Copy every one of the following entries verbatim, keeping each line unchanged.

.....

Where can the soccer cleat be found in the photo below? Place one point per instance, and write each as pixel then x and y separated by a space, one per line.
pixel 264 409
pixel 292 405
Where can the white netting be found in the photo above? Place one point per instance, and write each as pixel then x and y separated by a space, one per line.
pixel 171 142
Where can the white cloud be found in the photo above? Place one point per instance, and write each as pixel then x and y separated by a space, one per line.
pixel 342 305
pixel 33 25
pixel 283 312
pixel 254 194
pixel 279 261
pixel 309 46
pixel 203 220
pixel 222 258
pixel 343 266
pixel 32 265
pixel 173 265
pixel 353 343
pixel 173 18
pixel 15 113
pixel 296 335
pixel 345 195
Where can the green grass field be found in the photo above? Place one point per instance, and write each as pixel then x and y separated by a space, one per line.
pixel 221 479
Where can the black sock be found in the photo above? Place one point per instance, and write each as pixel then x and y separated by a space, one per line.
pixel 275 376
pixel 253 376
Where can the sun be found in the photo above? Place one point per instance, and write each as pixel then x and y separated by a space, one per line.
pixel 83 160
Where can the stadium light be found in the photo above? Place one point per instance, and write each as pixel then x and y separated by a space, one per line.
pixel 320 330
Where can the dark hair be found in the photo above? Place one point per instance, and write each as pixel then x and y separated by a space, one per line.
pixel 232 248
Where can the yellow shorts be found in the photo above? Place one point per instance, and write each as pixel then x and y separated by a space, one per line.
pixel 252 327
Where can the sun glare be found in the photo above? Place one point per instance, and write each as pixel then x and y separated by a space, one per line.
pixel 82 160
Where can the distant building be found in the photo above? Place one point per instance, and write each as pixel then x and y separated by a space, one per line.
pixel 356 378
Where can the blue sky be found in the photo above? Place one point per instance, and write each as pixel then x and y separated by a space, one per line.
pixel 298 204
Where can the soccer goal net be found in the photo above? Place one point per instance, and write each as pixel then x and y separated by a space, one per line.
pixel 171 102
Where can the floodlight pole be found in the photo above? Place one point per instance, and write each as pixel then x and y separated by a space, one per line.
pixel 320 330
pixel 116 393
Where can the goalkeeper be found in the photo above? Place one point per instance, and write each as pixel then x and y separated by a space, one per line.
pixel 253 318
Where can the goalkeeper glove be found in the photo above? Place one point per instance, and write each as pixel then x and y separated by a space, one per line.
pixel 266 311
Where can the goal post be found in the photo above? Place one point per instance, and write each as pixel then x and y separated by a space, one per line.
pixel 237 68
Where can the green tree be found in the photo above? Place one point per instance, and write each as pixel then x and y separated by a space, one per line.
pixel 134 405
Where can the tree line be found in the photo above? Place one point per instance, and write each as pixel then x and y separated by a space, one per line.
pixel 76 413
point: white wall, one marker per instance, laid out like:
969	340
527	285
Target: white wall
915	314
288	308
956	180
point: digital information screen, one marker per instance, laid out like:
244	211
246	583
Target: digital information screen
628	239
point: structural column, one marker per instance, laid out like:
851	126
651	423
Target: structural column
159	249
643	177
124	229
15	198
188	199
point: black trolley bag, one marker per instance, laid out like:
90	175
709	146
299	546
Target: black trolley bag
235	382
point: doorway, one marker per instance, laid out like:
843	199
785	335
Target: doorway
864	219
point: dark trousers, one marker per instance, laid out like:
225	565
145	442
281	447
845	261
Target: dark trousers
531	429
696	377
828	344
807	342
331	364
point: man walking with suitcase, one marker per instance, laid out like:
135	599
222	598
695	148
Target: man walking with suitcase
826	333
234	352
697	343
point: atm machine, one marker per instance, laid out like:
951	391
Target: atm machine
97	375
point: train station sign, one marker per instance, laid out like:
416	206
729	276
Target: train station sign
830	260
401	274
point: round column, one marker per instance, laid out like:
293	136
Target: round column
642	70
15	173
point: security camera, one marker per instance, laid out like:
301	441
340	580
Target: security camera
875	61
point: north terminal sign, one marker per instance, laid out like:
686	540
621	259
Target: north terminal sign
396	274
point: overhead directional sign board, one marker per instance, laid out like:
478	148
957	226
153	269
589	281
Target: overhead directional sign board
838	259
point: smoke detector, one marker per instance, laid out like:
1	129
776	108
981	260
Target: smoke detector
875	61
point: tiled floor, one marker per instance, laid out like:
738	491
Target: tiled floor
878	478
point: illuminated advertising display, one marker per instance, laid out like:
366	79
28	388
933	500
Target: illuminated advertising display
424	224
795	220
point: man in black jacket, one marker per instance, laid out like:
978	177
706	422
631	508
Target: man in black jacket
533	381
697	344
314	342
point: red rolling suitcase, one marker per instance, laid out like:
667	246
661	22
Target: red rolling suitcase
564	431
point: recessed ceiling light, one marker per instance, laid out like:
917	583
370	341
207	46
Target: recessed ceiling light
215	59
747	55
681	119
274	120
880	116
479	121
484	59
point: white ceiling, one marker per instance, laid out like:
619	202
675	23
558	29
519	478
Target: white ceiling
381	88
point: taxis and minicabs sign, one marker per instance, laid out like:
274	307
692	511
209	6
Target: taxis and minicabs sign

.....

**Exercise output**
Where can the soccer cleat be found in the photo below? Place one point per instance, and write each as pixel then x and y separated by a space, one per line.
pixel 264 409
pixel 292 405
Where can the white netting be found in the photo above? Place one point per instance, and write each as pixel then x and y separated by a space, one per line.
pixel 171 142
Where can the white cloud be found in the photo above? Place one point per instance, and write each as pixel then x and y separated by a space, one per line.
pixel 342 305
pixel 33 25
pixel 283 312
pixel 254 194
pixel 279 261
pixel 309 46
pixel 203 220
pixel 222 258
pixel 343 266
pixel 32 265
pixel 173 265
pixel 353 343
pixel 173 18
pixel 15 113
pixel 296 335
pixel 345 195
Where can the green grass field be found in the photo above? Place one point per instance, and write each as pixel then x and y separated by a space, one per line.
pixel 221 479
Where can the black sock be found in the photo above? Place one point per instance, and write each as pixel then x and y separated by a space, one per line.
pixel 275 376
pixel 253 376
Where can the sun be found in the photo above? Place one point per instance, and write each as pixel then x and y separated by a space, one per line.
pixel 83 160
Where can the stadium light be found in the photo above? Place one point per instance, and write each as pixel then x and y separated by a space, one per line.
pixel 320 330
Where can the dark hair be found in the photo above? Place one point per instance, and write each as pixel then x and y separated by a space, one per line.
pixel 232 248
Where can the yellow shorts be found in the photo above? Place one point per instance, and write each as pixel then x and y separated by a space, one per line.
pixel 252 327
Where can the sun glare be found in the photo above? Place one point per instance, and write each as pixel then x and y separated by a space, one per line.
pixel 82 160
Where can the distant building be found in the photo above? Place one point per instance, and write each as pixel then x and y separated by a space, one per line.
pixel 356 378
Where can the blue sky be found in the photo above? Place one point per instance, and write each as pixel then x and y separated by a space, one per line.
pixel 298 204
Where can the soccer goal net be found in the photo above? Place one point per instance, and write each as pixel then x and y separated by a space, one per line.
pixel 171 102
Where can the floodlight pole be found in the photo above? Place one point per instance, and write each as pixel then x and y separated by a space, one per line.
pixel 320 330
pixel 116 393
Where can the goalkeeper be found in the photo above? Place one point per instance, and write each as pixel then x and y separated by a space, one per line.
pixel 253 318
Where can the goalkeeper glove be found in the photo above? Place one point per instance, and write each as pixel then x and y separated by a space, one per line.
pixel 266 311
Where can the goal post be found in the photo above? Place one point per instance, and write each as pixel then x and y separated by a space, one per line.
pixel 237 68
Where can the green tree be found in the photo above? Place one point per instance, and write each as pixel then x and y separated by a space, one per line.
pixel 134 405
Where can the tree line be found in the photo above? Place one point per instance, and write each as pixel then x and y separated by a space, one per line.
pixel 76 413
point: white wall, one marker per instance, laid out like:
969	340
527	285
Target: white wall
915	314
288	308
956	180
point: digital information screen, one marker per instance, laid out like:
244	211
246	583
Target: digital information screen
628	239
point: structural column, one marker per instance, laid out like:
851	126
651	423
Target: structural column
159	249
643	177
124	229
15	198
188	199
point: black trolley bag, one marker per instance, laid out like:
90	175
709	146
299	546
Target: black trolley bag
235	382
point: doorway, one marker per instance, laid out like:
843	199
785	335
Target: doorway
864	219
point: dark trousers, one marker per instance, laid out like:
225	565
145	442
281	447
845	261
Target: dark trousers
531	429
696	377
828	344
807	342
331	364
point: man walking with suitcase, one marker per instance, laid out like:
135	599
222	598
695	148
Target: man walking with suitcase
826	333
234	352
697	343
point: atm machine, one marker per instance, laid out like:
951	391
Target: atm machine
97	375
point: train station sign, one marker per instance, laid out like:
416	206
729	276
Target: train station sign
830	260
401	274
point: round column, one marker per instance, laid out like:
293	136
Target: round column
642	70
15	173
point: security camera, one marker per instance, laid out like:
301	441
340	580
Target: security camera
875	61
point: north terminal sign, one marker per instance, laid out like:
686	540
621	259
Target: north terminal sign
396	274
point: overhead directional sign board, one marker per instance, laid out like:
478	148
957	226
153	269
589	281
Target: overhead directional sign board
838	259
point: smoke detector, one marker per instance, laid out like:
1	129
776	108
981	260
Target: smoke detector
875	61
point: tiled floor, one marker per instance, laid out like:
738	491
Target: tiled floor
878	478
point: illuminated advertising display, one marker per instance, laid out like:
366	79
28	388
933	500
Target: illuminated advertising display
424	224
795	220
point: man in black jacket, one marker per instance, laid out like:
978	177
706	422
631	508
Target: man in black jacket
533	381
697	344
314	342
point: red rolling suitcase, one marker per instance, laid out like:
667	246
661	22
Target: red rolling suitcase
564	431
point: recessed ceiling light, one marker per instance, laid out like:
917	583
370	341
207	46
Target: recessed ceiling light
215	59
747	55
681	119
274	120
880	116
479	121
484	59
point: white ceiling, one marker per instance, laid out like:
619	202
675	23
558	29
519	478
Target: white ceiling
381	88
point: taxis and minicabs sign, one marker per instance, laid out like:
274	307
692	511
209	6
Target: taxis and minicabs sign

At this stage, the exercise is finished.